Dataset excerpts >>
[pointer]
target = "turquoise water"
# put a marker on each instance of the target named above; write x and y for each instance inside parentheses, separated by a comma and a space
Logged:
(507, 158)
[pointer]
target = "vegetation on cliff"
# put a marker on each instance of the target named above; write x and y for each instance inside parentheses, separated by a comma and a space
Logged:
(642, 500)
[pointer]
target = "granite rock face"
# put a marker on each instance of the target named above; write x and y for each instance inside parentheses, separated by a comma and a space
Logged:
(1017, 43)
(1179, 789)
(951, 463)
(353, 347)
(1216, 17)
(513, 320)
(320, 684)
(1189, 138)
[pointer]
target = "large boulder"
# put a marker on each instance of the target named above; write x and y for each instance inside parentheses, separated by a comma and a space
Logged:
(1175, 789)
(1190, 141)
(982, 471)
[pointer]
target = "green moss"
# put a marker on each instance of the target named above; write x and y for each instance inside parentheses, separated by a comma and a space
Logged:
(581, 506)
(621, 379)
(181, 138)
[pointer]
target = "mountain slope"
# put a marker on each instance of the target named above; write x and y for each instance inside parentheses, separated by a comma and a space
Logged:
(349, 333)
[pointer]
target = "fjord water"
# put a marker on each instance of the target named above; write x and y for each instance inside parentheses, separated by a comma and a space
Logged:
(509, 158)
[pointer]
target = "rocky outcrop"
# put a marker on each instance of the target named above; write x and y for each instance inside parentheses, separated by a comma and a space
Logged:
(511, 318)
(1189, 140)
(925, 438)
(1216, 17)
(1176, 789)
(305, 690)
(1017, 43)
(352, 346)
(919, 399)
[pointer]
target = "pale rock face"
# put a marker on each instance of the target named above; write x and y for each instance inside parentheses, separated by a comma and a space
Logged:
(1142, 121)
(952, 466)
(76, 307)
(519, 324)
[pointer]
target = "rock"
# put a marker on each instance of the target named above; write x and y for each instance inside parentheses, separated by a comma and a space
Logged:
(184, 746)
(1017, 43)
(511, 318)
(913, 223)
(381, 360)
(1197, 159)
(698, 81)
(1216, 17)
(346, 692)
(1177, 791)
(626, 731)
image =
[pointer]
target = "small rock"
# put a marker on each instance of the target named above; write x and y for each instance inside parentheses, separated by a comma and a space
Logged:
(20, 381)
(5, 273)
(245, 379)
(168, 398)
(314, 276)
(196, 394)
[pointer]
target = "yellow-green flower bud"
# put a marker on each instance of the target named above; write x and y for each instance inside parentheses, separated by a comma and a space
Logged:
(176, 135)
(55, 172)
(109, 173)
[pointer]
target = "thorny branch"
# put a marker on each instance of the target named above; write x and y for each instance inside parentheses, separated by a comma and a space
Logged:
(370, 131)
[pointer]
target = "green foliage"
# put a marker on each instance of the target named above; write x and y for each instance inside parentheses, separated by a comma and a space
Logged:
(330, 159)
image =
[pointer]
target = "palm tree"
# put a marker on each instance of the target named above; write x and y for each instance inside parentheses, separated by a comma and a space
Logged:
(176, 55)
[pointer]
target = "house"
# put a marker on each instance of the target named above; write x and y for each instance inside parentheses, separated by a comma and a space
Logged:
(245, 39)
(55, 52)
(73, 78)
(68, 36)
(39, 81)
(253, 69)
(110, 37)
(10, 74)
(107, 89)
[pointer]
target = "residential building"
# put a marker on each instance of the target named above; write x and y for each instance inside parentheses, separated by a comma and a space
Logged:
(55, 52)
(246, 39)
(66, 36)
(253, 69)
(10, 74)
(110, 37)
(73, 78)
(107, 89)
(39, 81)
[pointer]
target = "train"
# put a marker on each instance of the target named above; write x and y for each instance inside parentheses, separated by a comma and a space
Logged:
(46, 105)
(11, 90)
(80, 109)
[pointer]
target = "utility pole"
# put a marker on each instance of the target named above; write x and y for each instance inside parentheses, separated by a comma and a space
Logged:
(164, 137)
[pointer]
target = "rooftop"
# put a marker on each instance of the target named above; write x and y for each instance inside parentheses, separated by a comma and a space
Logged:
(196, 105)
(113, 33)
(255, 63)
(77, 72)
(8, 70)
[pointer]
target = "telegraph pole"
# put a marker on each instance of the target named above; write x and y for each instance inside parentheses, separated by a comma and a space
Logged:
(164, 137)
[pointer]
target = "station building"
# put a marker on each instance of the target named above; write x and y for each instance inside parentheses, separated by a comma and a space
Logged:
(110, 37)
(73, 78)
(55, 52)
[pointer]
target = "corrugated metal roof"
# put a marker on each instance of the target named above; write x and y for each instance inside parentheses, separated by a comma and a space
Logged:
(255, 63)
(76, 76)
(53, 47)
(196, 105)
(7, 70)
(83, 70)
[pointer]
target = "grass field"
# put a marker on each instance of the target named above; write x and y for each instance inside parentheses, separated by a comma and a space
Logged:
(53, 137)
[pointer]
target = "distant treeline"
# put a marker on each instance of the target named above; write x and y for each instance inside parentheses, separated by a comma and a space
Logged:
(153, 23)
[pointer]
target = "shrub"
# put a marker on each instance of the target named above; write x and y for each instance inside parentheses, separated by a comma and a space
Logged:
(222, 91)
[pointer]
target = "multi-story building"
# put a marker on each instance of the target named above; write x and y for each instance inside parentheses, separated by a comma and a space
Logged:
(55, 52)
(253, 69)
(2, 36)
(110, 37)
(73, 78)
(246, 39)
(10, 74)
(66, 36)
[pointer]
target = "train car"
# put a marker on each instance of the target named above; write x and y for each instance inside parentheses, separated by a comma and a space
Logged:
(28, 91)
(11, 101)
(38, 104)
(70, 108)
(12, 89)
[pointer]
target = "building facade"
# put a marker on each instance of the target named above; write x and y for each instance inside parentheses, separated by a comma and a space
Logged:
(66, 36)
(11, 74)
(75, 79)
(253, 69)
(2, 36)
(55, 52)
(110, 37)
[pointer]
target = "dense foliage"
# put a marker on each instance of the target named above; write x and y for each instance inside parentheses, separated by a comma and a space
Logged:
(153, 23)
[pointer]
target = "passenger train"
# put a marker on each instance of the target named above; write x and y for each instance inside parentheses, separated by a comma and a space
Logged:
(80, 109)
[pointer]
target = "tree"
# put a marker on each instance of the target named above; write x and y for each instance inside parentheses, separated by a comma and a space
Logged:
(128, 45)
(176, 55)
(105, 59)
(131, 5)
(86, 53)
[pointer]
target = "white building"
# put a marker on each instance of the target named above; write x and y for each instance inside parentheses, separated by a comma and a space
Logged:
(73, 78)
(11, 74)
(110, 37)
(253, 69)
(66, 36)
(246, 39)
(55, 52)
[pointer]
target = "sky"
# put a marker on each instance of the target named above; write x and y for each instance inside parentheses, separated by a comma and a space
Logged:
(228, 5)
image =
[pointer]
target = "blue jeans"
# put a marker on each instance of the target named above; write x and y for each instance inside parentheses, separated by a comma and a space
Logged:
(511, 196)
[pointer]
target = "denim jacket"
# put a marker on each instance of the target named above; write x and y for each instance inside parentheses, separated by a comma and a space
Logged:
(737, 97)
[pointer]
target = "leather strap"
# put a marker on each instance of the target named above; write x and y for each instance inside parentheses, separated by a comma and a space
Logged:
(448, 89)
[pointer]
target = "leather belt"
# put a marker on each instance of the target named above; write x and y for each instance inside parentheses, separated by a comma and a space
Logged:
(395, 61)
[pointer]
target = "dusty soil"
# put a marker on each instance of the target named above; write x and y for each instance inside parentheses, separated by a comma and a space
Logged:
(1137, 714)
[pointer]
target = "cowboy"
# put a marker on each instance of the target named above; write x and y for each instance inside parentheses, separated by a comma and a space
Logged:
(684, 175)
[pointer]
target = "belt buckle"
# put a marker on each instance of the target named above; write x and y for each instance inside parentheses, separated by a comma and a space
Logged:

WHAT TO WORK ON >>
Copy out the records once more, exactly as they are written.

TASK ANSWER >>
[pointer]
target = "turquoise water"
# put a marker on each instance of the target named above; write x and y for each instance inside parentheses, separated by a comma and a space
Logged:
(507, 158)
[pointer]
target = "vegetation on cliff"
# put a marker on each instance of the target named above; write x and y for each instance inside parentheses, separated by a comma and a space
Logged:
(642, 500)
[pointer]
target = "granite rock face"
# put a marker on each instance of the target named above; write x and y for each instance inside parentheses, separated by a comma and a space
Logged:
(1017, 43)
(1179, 789)
(951, 463)
(353, 347)
(1216, 17)
(513, 320)
(320, 684)
(1189, 138)
[pointer]
target = "large boulder"
# put a marker on each instance of the target named above; write x and y for each instance inside parentheses, separated by a comma and a space
Logged:
(1175, 789)
(1190, 141)
(982, 471)
[pointer]
target = "green moss"
# put a marker on each instance of the target named above; write x and y for each instance inside parentheses, separated by a comma and a space
Logged:
(581, 506)
(621, 379)
(181, 138)
[pointer]
target = "mountain slope"
# put a marker on each instance of the target named above; write x and y for each instance inside parentheses, separated by a comma and a space
Logged:
(349, 333)
[pointer]
target = "fjord water"
# put a marker on each instance of the target named above; write x and y for each instance inside parentheses, separated by a comma and a space
Logged:
(509, 158)
[pointer]
target = "rocky outcrop"
# put a marker on each instance of the target named above; write x and y for each instance inside parentheses, separated by a comma and a space
Logged:
(511, 318)
(1189, 140)
(925, 438)
(1216, 17)
(1176, 789)
(305, 690)
(1017, 43)
(352, 346)
(919, 399)
[pointer]
target = "pale rock face"
# put a marker on each instance of the target named above; write x and y for each instance inside parentheses, separated by a comma and a space
Logged:
(1142, 121)
(952, 466)
(76, 307)
(519, 324)
[pointer]
target = "rock"
# put a marker on each instance of the target named above; write x and y for each instance inside parentheses, separated by a comma and a space
Logged:
(184, 746)
(1017, 43)
(511, 318)
(913, 223)
(381, 360)
(1197, 159)
(698, 81)
(1216, 17)
(346, 692)
(1177, 791)
(626, 731)
image =
[pointer]
target = "small rock"
# put a marker on each instance of the target named above; write x and y for each instance inside parentheses, separated by a comma and a space
Logged:
(20, 381)
(5, 273)
(245, 379)
(168, 398)
(314, 276)
(196, 394)
[pointer]
target = "yellow-green flower bud"
# put a marker on each instance of the target named above; write x and y for each instance inside parentheses, separated by a comma and a space
Logged:
(176, 135)
(55, 172)
(109, 173)
[pointer]
target = "thorny branch"
# put a marker on each instance of the target named above; write x and y for each instance inside parentheses, separated by a comma and a space
Logged:
(370, 131)
[pointer]
target = "green foliage"
# put a marker on each instance of the target named above; write x and y for each instance inside parentheses, separated by a comma and a space
Logged:
(330, 159)
image =
[pointer]
target = "palm tree"
# put a marker on each instance of the target named above; write x and y for each instance inside parentheses, separated by a comma and a space
Logged:
(176, 55)
[pointer]
target = "house"
# put a marker on each instance of the target named above; write x and y for each instance inside parentheses, separated by a comma and a space
Logged:
(245, 39)
(55, 52)
(73, 78)
(68, 36)
(39, 81)
(253, 69)
(110, 37)
(10, 74)
(107, 89)
[pointer]
target = "residential building"
# put a marker on each instance of the target named above; write x and y for each instance inside parentheses, separated by a comma and a space
Logged:
(55, 52)
(246, 39)
(66, 36)
(253, 69)
(10, 74)
(110, 37)
(73, 78)
(107, 89)
(39, 81)
[pointer]
target = "train"
# put a marker on each instance of the target named above; write x and y for each instance inside parentheses, separated by a comma and a space
Logged:
(46, 105)
(11, 90)
(80, 109)
[pointer]
target = "utility pole"
# put a marker on each instance of the target named above; write x and y for each instance inside parentheses, separated by a comma and a space
Logged:
(164, 137)
[pointer]
target = "rooftop"
# put a marker on each instance of the target named above; write x and y for each instance inside parentheses, separated by a comma and a space
Logged:
(196, 105)
(113, 33)
(255, 63)
(77, 72)
(8, 70)
[pointer]
target = "telegraph pole"
# put a marker on each instance of the target named above; write x and y for each instance inside parentheses, separated by a comma and a space
Logged:
(164, 137)
[pointer]
target = "station building"
# put a marker on each instance of the target named above; write x and y for each instance inside parentheses, separated by a comma and a space
Logged:
(110, 37)
(73, 78)
(55, 52)
[pointer]
target = "corrugated metal roof"
# put a marker on each instance of the target named above; write x and y for each instance inside parentheses, separated by a comma and a space
Logged:
(255, 63)
(76, 76)
(53, 47)
(196, 105)
(7, 70)
(83, 70)
[pointer]
target = "grass field"
# put a marker on each instance of the target named above; write x and y for each instance inside parentheses, separated by a comma and a space
Logged:
(53, 137)
[pointer]
target = "distant treeline"
# put a marker on each instance of the target named above; write x and y for each instance inside parentheses, separated by a comma and a space
Logged:
(153, 23)
[pointer]
target = "shrub"
# put a marker on each instance of the target named above; write x and y for each instance inside parentheses, separated by a comma and a space
Logged:
(222, 91)
[pointer]
target = "multi-story building"
# put a marker on each instance of the target named above; write x and y for each instance inside parentheses, separated by a comma and a space
Logged:
(55, 52)
(253, 69)
(2, 36)
(110, 37)
(73, 78)
(246, 39)
(10, 74)
(66, 36)
[pointer]
target = "train car"
# put a marker on each instance of the target named above; write x and y for each instance inside parentheses, separated by a comma and a space
Logged:
(28, 91)
(11, 101)
(38, 104)
(70, 108)
(12, 89)
[pointer]
target = "building facade"
# put a marker on each instance of the target named above; write x and y for each instance inside parentheses, separated by a comma and a space
Logged:
(66, 36)
(11, 74)
(75, 79)
(253, 69)
(2, 36)
(55, 52)
(110, 37)
[pointer]
target = "dense foliage"
# put a marker on each instance of the target named above; write x and y for each instance inside parentheses, separated by a comma and a space
Logged:
(153, 23)
[pointer]
target = "passenger train"
# put a marker on each instance of the target named above; write x and y for each instance inside parentheses, separated by a comma and a space
Logged:
(80, 109)
[pointer]
target = "tree"
# put a marker on each instance of the target named above; write x and y for each instance inside parentheses, separated by a comma and a space
Logged:
(128, 45)
(176, 55)
(105, 59)
(131, 5)
(86, 53)
[pointer]
target = "white building"
# put a marker on each instance of the target named above; write x and y for each instance inside parentheses, separated by a comma and a space
Logged:
(73, 78)
(11, 74)
(110, 37)
(253, 69)
(66, 36)
(246, 39)
(55, 52)
[pointer]
target = "sky"
# put a marker on each instance of the target named above; write x and y for each instance inside parentheses, separated by a comma and a space
Logged:
(228, 5)
image =
[pointer]
target = "blue jeans"
# put a marker on each instance of the target named above; write x and y for each instance inside parentheses, separated by a comma and a space
Logged:
(511, 196)
[pointer]
target = "denim jacket"
# put a marker on each instance of the target named above; write x and y for each instance inside parentheses, separated by a comma and a space
Logged:
(737, 97)
[pointer]
target = "leather strap"
# put a marker on each instance of the target named above; write x and y for each instance inside parentheses, separated by a comma and a space
Logged:
(448, 89)
[pointer]
target = "leather belt"
# put a marker on each instance of the target named above; write x and y for each instance inside parentheses, separated by a comma and a space
Logged:
(395, 61)
[pointer]
target = "dusty soil"
# put a marker on each instance of the target named above; write x and y for each instance inside parentheses, separated by a comma and a space
Logged:
(1137, 714)
[pointer]
target = "cowboy"
# put a marker on each instance of the target named above; write x and y for each instance inside parentheses, separated by a comma and a space
Logged:
(684, 175)
[pointer]
target = "belt buckle"
# put a marker on each instance of the target named above; write x and y for each instance inside parentheses, separated by a comma and a space
Logged:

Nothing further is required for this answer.